= Task =
List every line in the data below that contains the string "shaker", copying each one in full.

= Given data =

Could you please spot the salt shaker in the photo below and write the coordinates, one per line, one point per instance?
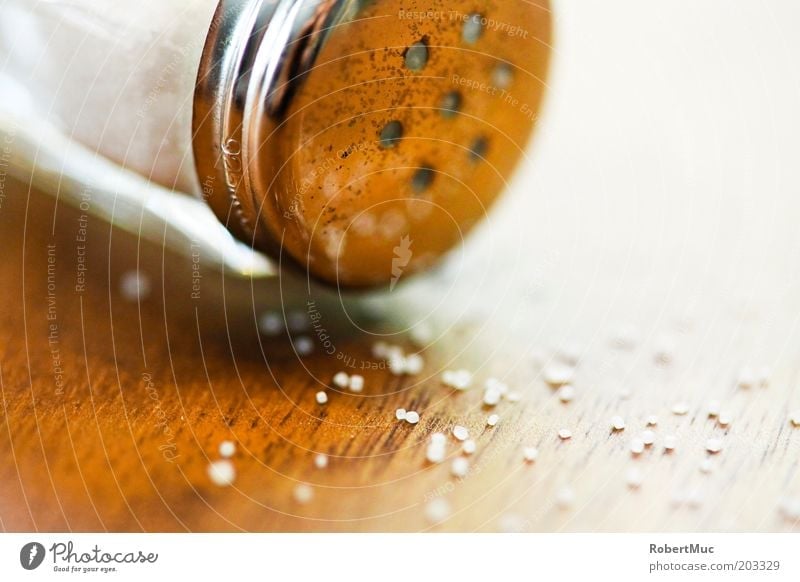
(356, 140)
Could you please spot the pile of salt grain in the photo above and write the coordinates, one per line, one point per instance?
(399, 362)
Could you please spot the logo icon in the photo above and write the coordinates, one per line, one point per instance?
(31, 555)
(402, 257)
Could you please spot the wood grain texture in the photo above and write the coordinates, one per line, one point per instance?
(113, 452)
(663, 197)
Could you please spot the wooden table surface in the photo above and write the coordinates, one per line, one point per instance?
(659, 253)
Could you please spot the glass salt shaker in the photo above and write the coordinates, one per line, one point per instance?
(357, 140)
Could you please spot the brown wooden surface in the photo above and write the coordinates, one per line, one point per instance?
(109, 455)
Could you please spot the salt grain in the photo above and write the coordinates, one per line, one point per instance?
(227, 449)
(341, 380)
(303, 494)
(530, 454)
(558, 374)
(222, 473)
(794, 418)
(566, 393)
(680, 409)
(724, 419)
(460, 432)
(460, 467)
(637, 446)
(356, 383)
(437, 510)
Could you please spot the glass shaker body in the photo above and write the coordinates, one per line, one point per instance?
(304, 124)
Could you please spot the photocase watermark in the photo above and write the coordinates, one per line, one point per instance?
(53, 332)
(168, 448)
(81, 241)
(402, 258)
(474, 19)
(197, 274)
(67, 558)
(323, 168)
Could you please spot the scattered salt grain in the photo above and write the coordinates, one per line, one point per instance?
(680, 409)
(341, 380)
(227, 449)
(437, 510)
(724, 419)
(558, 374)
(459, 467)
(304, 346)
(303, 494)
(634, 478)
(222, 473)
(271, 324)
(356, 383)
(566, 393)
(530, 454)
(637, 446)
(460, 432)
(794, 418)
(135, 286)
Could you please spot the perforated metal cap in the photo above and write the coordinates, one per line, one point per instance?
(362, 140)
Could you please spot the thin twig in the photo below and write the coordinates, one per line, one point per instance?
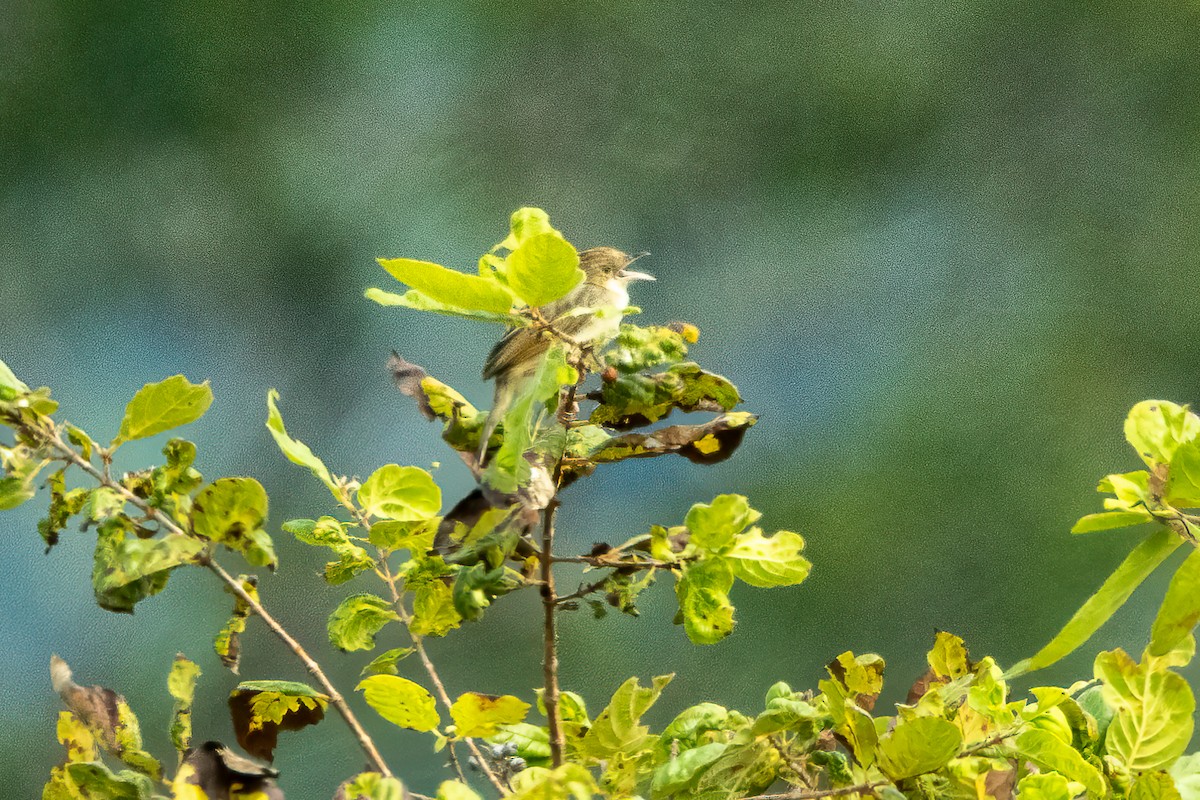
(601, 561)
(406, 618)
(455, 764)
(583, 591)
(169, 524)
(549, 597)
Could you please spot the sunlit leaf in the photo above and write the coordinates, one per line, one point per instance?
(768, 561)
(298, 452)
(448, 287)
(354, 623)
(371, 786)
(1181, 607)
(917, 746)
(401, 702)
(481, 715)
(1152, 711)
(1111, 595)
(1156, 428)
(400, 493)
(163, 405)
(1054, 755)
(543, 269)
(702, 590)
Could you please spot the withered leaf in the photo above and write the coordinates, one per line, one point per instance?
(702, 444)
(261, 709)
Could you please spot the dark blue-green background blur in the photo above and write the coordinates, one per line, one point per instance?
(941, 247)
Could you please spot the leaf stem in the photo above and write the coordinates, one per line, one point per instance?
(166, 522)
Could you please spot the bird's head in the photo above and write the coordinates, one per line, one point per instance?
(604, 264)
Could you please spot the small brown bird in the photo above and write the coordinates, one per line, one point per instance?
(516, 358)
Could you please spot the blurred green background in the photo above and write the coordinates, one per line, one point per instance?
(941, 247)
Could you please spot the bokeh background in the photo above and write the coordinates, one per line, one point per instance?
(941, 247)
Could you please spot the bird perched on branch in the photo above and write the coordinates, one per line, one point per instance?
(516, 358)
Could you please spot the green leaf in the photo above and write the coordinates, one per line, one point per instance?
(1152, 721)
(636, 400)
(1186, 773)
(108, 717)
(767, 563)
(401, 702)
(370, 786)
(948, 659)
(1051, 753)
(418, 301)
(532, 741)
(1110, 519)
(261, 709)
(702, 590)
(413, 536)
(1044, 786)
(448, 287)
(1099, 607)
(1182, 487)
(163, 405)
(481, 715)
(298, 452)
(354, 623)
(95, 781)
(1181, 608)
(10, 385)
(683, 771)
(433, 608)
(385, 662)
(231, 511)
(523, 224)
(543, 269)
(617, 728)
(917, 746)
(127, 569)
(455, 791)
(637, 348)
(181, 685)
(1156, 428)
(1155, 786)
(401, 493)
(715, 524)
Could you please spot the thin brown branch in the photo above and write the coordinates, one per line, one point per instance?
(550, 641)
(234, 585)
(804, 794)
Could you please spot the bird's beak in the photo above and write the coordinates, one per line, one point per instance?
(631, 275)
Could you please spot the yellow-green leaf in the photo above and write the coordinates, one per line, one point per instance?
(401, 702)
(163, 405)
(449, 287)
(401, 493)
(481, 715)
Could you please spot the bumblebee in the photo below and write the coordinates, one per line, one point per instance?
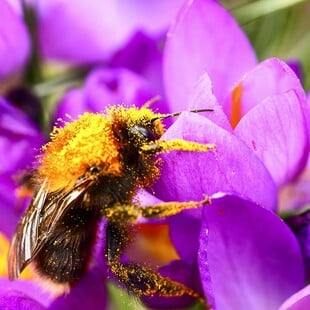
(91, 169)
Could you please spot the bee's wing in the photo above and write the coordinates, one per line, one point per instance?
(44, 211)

---

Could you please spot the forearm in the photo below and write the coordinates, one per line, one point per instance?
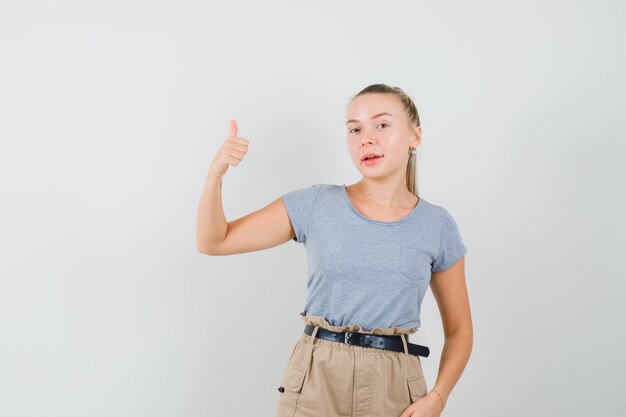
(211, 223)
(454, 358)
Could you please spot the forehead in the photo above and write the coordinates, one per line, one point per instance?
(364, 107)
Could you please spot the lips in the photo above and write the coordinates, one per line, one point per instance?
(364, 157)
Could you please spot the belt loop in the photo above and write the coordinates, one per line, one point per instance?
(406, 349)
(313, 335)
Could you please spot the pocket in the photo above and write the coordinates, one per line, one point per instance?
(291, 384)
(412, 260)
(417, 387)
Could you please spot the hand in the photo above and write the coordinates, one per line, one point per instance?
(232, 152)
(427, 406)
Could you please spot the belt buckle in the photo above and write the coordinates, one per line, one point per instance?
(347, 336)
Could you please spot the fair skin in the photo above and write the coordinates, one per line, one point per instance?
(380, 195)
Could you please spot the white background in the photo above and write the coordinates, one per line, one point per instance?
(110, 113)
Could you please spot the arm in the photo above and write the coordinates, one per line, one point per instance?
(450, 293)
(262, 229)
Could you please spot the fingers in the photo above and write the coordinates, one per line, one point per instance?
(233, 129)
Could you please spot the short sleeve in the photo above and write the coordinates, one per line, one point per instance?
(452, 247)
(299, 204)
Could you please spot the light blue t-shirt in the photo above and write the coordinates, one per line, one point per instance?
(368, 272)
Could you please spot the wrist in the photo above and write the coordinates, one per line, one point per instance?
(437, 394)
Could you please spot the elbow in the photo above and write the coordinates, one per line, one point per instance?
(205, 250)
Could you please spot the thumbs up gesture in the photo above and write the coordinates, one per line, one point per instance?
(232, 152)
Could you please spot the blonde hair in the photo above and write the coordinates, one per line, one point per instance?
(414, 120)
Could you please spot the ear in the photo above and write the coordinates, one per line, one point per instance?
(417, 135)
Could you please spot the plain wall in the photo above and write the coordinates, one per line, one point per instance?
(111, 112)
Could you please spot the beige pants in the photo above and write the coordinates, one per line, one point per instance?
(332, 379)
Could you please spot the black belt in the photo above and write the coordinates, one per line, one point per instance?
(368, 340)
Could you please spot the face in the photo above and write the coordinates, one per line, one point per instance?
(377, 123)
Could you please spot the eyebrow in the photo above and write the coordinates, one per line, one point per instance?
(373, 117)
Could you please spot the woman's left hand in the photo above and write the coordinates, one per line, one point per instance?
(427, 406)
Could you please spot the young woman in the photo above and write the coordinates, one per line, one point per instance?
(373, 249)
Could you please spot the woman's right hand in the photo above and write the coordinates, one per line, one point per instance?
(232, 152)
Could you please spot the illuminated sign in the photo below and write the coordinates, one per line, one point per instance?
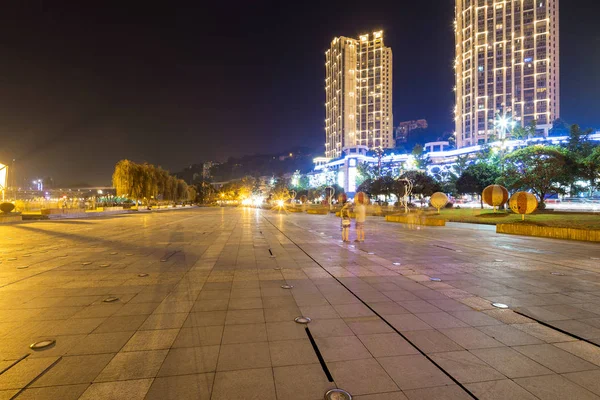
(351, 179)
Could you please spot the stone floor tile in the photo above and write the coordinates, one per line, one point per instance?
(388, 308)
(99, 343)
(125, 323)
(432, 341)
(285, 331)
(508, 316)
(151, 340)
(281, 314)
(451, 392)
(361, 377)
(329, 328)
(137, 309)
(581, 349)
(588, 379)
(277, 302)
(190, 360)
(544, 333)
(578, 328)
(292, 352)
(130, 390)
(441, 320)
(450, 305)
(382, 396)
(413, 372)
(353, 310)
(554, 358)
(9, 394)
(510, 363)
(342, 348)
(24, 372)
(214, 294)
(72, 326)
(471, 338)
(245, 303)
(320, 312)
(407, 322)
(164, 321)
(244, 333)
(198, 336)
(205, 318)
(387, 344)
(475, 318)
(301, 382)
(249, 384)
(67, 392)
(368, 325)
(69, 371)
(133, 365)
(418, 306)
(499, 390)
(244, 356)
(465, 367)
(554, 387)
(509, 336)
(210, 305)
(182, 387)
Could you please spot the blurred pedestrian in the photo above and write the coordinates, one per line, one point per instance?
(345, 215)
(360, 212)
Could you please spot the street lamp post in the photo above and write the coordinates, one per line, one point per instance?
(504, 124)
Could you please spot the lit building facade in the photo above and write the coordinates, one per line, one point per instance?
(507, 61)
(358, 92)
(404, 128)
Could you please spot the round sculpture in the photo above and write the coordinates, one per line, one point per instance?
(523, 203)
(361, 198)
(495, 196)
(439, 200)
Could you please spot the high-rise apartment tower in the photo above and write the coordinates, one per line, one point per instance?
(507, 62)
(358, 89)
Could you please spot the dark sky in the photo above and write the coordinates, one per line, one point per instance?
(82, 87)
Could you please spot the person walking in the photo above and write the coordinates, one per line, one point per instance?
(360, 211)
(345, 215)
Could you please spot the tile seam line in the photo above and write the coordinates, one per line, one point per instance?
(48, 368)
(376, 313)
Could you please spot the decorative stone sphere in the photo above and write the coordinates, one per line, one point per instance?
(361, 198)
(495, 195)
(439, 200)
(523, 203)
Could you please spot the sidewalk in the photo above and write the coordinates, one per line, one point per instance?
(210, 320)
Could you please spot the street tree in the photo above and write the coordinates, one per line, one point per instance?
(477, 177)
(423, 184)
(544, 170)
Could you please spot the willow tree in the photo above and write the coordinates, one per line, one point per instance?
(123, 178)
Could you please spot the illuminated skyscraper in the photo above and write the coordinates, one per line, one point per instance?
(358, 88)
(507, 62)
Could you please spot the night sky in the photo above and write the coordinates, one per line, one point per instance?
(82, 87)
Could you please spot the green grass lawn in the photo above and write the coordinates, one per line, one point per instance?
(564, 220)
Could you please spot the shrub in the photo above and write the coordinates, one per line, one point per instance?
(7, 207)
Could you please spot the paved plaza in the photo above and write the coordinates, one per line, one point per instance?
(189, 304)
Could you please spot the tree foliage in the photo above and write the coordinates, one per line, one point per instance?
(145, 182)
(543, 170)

= Correct result =
Could you please spot the salt shaker in the photo below and write the coordinates, one per line, one point per instance?
Could you please spot the glass salt shaker in the photo above and write the coordinates, one per line, one point per instance?
Could you please spot the glass shaker body in the photo above and write the coordinates, one per line, one point per instance?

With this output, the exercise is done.